#### [PROBLEM REQUIREMENTS]
Repeat each of the records below line for line, without changing a single character.

#### [DATA TO USE]
»»
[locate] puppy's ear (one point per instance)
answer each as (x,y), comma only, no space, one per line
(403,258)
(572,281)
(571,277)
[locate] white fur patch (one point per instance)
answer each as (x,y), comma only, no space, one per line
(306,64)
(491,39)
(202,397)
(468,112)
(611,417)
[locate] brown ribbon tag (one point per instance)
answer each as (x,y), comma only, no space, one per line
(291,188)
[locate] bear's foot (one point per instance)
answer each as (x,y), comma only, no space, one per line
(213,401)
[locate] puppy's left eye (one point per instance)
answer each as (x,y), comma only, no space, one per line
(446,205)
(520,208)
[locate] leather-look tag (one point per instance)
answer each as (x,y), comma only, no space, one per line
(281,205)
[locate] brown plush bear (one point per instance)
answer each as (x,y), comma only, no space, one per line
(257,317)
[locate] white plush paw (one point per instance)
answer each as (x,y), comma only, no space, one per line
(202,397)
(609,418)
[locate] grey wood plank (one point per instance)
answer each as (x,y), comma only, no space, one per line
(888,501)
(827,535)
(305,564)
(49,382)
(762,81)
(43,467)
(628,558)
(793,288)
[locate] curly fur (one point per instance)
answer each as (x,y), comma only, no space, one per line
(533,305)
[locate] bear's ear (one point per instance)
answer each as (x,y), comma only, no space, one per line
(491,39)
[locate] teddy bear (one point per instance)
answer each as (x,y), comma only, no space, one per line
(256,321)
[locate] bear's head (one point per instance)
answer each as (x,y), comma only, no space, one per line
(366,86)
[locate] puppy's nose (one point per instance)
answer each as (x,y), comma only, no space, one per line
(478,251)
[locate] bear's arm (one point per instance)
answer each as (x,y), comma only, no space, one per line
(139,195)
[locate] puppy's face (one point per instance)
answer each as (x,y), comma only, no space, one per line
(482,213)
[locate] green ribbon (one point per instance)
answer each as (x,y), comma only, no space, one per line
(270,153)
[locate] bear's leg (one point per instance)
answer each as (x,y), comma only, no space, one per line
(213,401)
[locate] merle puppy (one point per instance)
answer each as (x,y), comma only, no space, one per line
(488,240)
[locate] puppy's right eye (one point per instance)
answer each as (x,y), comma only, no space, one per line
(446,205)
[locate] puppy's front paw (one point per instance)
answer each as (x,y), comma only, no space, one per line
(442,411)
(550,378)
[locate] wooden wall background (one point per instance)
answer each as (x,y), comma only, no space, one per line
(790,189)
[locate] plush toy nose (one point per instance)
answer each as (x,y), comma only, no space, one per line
««
#### [EXERCISE OUTPUT]
[locate] puppy's ear (one point per instance)
answer each as (x,y), comma only, no space, one per line
(403,258)
(572,281)
(571,277)
[locate] white fur patch (one point per instance)
answer each as (x,y), comma only, no space, one per line
(306,64)
(491,39)
(202,397)
(468,112)
(611,417)
[locate] brown ribbon tag (one point per instance)
answer each as (x,y), comma only, no space, one per line
(291,188)
[locate] bear's foot (one point per instance)
answer each as (x,y), comma only, no space, one per line
(213,401)
[locate] puppy's left eye (one point per instance)
answer each as (x,y), comma only, no space, one per line
(446,205)
(520,208)
[locate] leather-look tag (one point per instance)
answer each as (x,y), comma only, no space, one per line
(281,205)
[locate] brown plush bear (one point per instance)
answer each as (x,y), comma only, no space, one per line
(257,317)
[locate] white plush paw (one point per instance)
answer each as (x,y), comma only, no space, one per line
(202,397)
(609,418)
[locate] grey wood plank (one point per instance)
answer each as (x,y), comma only, no space, one per line
(888,501)
(827,535)
(305,564)
(49,382)
(762,81)
(43,467)
(628,558)
(793,288)
[locate] curly fur (one point per instance)
answer each as (x,y), comma only, no space, one per line
(533,305)
[locate] bear's ear (one point per instance)
answer each as (x,y), comma only, no space, one per line
(491,39)
[locate] teddy bear (one point per instance)
answer each as (x,y), comma only, no space, one per line
(256,321)
[locate] bear's head (one point per instance)
answer each as (x,y), comma only, no space, one per line
(366,86)
[locate] puppy's nose (one point per instance)
answer each as (x,y), comma only, no space, one per line
(478,251)
[locate] bear's arm (one point per instance)
answer each as (x,y), comma only, no space, one per line
(139,195)
[locate] puppy's face (one point per instance)
answer each as (x,y), comma only, no space, one per line
(482,213)
[locate] green ribbon (one point per instance)
answer each as (x,y), comma only, no space, one per line
(270,153)
[locate] bear's leg (one point per instance)
answer each as (x,y), comma only, no space, one per line
(213,401)
[locate] merle puppy (one point per instance)
answer each as (x,y), comma only, no space, one per line
(488,240)
[locate] puppy's right eye (one point per instance)
answer each as (x,y), comma only, no space, one per line
(446,205)
[locate] puppy's front paw (one point per instance)
answer each as (x,y), comma only, no space, one per line
(442,411)
(550,378)
[locate] wooden wall background (one point per instance)
answer each as (x,y), comma only, no space, one per line
(790,189)
[locate] plush toy nose (one point per instance)
answer each as (x,y), comma only, no space, one per line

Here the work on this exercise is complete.